### 出題内容 A
人生について書かれた文章と、次の(i)〜(iii)が合っているかどうか、それぞれ「はい」か「いいえ」で答えてください。決め手になった文章の言葉もそのまま引用してください。(i) 筆者は30代までは、未来が限りなく続いているように感じていた。(ii) 筆者は40を過ぎてから、時間が経つのが早くなったと感じている。(iii) 高級なパソコンに変えたときのうれしさは、ずっと続く。
### 出題内容 B
人生について書かれた文章のうち、「人の一生は本当に短いと感じる。」を含む言葉で始まり「れてきて、あたりまえになる。」で終わる部分を、一字も変えずに書き写してください。

### 読む文章
= = = = = = =

自分の人生を生かすも殺すも我々の態度次第である


私の場合、40を過ぎたときに、突然人生の終わりが見えた。

30代までは未来が限りなく続いているような気がしたが、40を境に、老後と死が見えはじめた。

もし自分に信仰がなければ、人生の空しさを感じたことだろう。

30以降は時間が経つのが異常に早かった。このスピードであっという間に70、80代を迎えるような気がする。

人の一生は本当に短いと感じる。

もし自分の一生が、ヒューマニズムが教えるように、「自分の幸福の追求のため」にあるとしたら、まったく空しいものである。

経験から分かるだろうが、人生で得られる利益そのものにはあまり意味がない。

たとえば、お金だ。お金を手に入れて、欲しいものを手にいれても、いずれ飽きてくる。それが存在する状況になれてきて、あたりまえの感覚になる。

安物のパソコンから高級なものに変えた当初はうれしいが、いずれ慣れてきて、あたりまえになる。

= = = = = = =

### 提供データ

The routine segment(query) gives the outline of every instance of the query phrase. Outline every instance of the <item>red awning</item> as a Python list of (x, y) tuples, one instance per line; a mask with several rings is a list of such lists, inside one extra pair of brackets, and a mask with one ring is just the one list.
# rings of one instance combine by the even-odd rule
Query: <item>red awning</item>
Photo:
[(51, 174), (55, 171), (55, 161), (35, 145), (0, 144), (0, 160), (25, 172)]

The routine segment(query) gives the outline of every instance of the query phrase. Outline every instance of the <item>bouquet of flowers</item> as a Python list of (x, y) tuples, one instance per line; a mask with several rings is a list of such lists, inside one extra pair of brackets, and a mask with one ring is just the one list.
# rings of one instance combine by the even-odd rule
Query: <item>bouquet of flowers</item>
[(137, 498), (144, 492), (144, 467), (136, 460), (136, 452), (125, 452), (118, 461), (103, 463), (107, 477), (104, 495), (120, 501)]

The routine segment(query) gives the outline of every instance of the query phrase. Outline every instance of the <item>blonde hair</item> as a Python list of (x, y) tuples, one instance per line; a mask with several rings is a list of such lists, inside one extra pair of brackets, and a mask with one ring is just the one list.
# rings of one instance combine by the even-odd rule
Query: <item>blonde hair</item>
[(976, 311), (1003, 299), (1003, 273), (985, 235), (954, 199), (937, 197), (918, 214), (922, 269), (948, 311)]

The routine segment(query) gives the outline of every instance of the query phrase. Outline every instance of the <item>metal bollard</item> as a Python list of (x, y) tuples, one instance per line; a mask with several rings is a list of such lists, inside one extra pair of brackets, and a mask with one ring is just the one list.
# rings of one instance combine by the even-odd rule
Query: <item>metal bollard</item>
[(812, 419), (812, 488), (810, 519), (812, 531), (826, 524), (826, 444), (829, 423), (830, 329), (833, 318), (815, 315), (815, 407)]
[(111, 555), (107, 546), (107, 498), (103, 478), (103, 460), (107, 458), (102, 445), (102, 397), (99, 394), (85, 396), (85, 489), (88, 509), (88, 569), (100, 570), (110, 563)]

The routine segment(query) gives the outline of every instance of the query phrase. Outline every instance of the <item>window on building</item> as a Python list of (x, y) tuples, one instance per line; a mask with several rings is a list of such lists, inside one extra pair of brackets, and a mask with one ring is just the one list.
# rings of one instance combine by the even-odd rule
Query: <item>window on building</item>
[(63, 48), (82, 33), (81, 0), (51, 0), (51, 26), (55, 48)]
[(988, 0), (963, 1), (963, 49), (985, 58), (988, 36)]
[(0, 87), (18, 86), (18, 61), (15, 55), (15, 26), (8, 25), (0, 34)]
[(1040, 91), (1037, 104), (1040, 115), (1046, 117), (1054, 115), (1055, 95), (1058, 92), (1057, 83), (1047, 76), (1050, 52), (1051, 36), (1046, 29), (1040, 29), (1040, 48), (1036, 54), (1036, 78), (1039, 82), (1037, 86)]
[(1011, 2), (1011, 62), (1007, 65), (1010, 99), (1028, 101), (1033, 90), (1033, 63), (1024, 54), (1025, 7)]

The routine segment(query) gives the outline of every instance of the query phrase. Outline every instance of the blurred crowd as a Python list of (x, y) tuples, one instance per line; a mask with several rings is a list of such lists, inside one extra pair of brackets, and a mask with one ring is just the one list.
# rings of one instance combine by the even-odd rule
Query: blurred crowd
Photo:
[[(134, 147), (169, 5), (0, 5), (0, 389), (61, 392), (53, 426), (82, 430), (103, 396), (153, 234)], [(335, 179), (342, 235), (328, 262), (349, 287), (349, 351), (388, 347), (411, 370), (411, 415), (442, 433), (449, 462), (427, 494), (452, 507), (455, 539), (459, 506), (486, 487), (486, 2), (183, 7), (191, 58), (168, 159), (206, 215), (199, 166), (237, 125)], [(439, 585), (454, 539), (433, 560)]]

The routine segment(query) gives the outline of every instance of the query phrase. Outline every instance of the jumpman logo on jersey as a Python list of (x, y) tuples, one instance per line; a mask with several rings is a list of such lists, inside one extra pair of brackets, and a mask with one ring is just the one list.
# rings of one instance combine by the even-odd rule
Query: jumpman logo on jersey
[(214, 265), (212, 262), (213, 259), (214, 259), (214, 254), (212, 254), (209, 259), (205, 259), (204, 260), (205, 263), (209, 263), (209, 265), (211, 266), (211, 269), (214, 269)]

= = = = = = =

### 正解 A
(i) はい。「30代までは未来が限りなく続いているような気がしたが」
(ii) いいえ。「30以降は時間が経つのが異常に早かった。」
(iii) いいえ。「安物のパソコンから高級なものに変えた当初はうれしいが、いずれ慣れてきて、あたりまえになる。」

### 正解 B
人の一生は本当に短いと感じる。

もし自分の一生が、ヒューマニズムが教えるように、「自分の幸福の追求のため」にあるとしたら、まったく空しいものである。

経験から分かるだろうが、人生で得られる利益そのものにはあまり意味がない。

たとえば、お金だ。お金を手に入れて、欲しいものを手にいれても、いずれ飽きてくる。それが存在する状況になれてきて、あたりまえの感覚になる。

安物のパソコンから高級なものに変えた当初はうれしいが、いずれ慣れてきて、あたりまえになる。